======== Document text ========
Yesterday, Mr Shute staged a comeback of sorts, emerging as a director and temporary chief executive of Scottish Heritable Trust, itself something of a bombed-out stock, which used to own Standard Fireworks and some Persian carpet businesses. It now has one Glasgow-based property business, a few interests in America and pounds 28m of debt. Mr Shute, who has been dabbling in the weak and feeble a bit during the last 12 months, has snapped up nearly 10 per cent.

Is Mr Shute's health restored? According to John Whitehead, Scottish Heritable's company secretary, Mr Shute has been holidaying in Portugal, has cut down to 10 ciggies a day and is 'looking forward to getting back to business'. The company stresses that the appointment as chief executive is temporary, although Mr Shute will remain a director. Watch with interest.

HELP IS at hand for the illiterate manager. The Institute of Management is launching a computer package, Correct Letters, giving users a choice of 200 ready-written and correctly spelt letters. The choice includes letters of appointment and dismissal, giving staff the chance to be sacked by standard note. 'We expect it to do well,' a spokesman says. 'It's a useful tool.'

SAVE THE RHINO, the charity that had 95 runners in the London Marathon, including many City folk dressed in rhino garb, is at it again. In September it will send 10 enthusiasts to the Lake District to leg it across 72 miles of fells in less than 24 hours. The charity's Johnny Roberts, who clearly feels this is not tricky enough, will undertake the jaunt in his best rhino costume.
========
* **Parts of the exercise**:
- 1) In the business column, how many runners did Save the Rhino have in the London Marathon?
- 2) Carry on the business column from its final sentence, in the same style.
None of these rows is needed.
======== Source information ========
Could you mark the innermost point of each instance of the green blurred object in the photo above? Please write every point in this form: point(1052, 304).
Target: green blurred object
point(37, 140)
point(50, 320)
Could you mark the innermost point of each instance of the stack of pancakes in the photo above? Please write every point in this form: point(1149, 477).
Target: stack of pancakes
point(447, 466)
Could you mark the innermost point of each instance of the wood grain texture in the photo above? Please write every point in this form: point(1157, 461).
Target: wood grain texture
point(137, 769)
========
======== Source information ========
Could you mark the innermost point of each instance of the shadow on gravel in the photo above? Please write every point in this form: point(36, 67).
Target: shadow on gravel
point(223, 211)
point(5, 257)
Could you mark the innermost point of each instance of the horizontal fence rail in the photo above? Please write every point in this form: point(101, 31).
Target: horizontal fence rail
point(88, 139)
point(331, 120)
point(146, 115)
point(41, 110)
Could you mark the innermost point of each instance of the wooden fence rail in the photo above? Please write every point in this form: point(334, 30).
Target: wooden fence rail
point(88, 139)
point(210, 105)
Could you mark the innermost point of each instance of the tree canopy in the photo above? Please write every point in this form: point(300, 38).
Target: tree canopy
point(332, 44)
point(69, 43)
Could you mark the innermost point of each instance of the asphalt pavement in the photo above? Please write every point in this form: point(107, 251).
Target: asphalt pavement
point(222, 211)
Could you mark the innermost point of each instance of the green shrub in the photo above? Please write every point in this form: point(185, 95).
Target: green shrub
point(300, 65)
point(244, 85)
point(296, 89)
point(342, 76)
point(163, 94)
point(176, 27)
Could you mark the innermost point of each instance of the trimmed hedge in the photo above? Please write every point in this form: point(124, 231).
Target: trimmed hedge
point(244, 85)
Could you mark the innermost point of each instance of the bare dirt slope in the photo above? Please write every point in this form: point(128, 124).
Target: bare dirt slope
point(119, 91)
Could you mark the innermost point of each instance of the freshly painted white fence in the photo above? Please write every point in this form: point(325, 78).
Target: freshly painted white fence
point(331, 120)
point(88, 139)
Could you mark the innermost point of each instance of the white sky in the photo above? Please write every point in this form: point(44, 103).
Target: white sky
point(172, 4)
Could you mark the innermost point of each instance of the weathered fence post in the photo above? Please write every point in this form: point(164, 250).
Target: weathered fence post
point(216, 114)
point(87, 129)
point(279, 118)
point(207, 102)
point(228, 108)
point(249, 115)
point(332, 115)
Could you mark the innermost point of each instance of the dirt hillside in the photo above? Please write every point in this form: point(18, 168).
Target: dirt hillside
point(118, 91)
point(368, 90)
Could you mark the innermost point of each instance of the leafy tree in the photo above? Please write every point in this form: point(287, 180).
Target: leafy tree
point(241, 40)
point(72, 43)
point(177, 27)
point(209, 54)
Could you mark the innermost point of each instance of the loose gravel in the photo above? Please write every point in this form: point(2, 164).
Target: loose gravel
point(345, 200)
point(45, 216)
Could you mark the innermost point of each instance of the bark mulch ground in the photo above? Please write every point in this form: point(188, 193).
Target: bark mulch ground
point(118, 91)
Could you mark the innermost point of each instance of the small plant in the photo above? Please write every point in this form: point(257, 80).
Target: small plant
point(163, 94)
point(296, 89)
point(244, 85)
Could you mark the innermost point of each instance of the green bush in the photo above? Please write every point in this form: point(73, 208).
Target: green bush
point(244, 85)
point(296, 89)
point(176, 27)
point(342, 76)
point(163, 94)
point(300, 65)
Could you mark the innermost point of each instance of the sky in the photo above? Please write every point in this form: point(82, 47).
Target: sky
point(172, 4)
========
* **Answers provided**:
- 1) 95 runners.

- 2)
The aim is to highlight the plight of the rhinos, whose numbers have shrunk to 10,500 (down 97 per cent in 20 years). Dark doings are suspected. The main problem is the Far East, where there is a popular belief that ground rhino horn has medicinal qualities including clearing up flu.

There may be another problem. 'We think that some organisations with large stocks of horns may be trying to make the animal extinct so their stocks are more valuable,' a spokesman says.